┌─ Input material
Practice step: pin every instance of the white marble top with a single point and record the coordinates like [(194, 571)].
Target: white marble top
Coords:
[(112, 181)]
└─
┌─ Input material
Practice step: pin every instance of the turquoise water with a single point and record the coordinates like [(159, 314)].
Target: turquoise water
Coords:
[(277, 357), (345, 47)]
└─
> [Your assignment]: Show all lines above that contain "water".

> [Response]:
Practice step: pin every instance of the turquoise water with a single point and record the coordinates like [(159, 314)].
Target: turquoise water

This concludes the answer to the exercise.